#### Task prompt
Copy each line of the material in which the word "tree" appears.

#### Source records
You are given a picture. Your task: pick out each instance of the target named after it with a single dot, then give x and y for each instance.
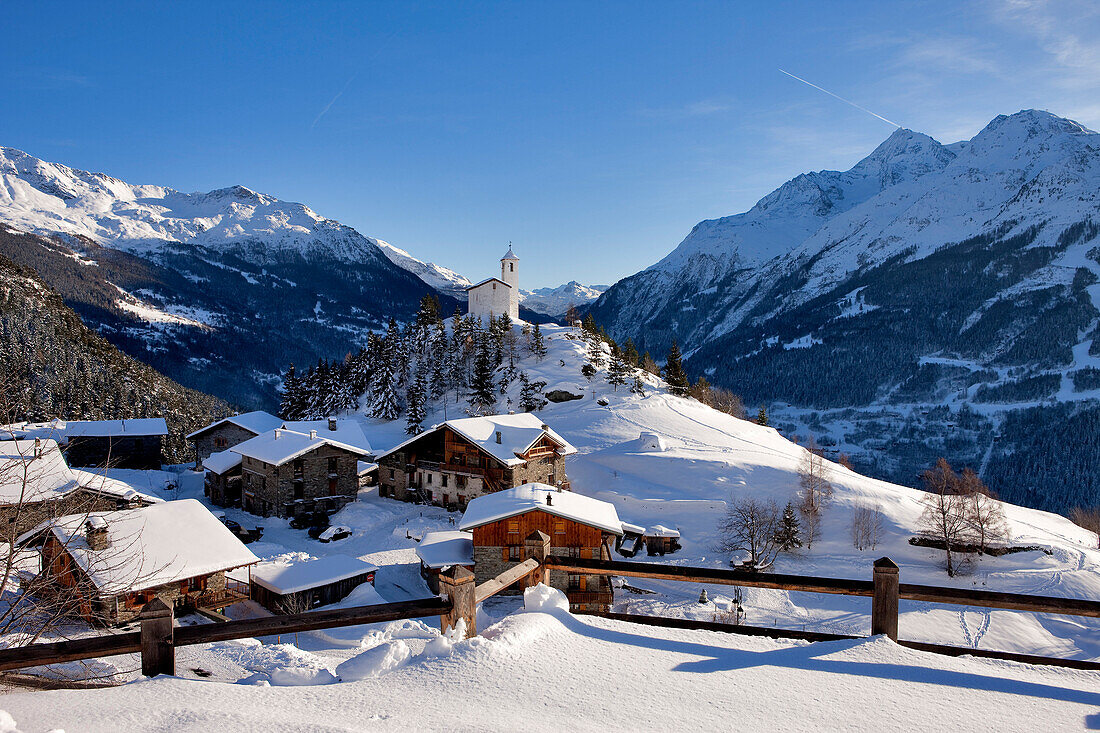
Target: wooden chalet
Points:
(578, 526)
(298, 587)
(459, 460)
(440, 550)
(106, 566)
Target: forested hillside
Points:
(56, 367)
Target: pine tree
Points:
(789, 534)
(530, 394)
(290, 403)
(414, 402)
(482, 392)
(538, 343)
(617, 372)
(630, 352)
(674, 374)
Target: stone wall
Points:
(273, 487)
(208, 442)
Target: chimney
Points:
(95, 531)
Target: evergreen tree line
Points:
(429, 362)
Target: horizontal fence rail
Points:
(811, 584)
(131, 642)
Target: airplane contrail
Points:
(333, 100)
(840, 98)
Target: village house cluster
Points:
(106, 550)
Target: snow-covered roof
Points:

#### Finished task
Target: pine tree
Target: evergreen tree line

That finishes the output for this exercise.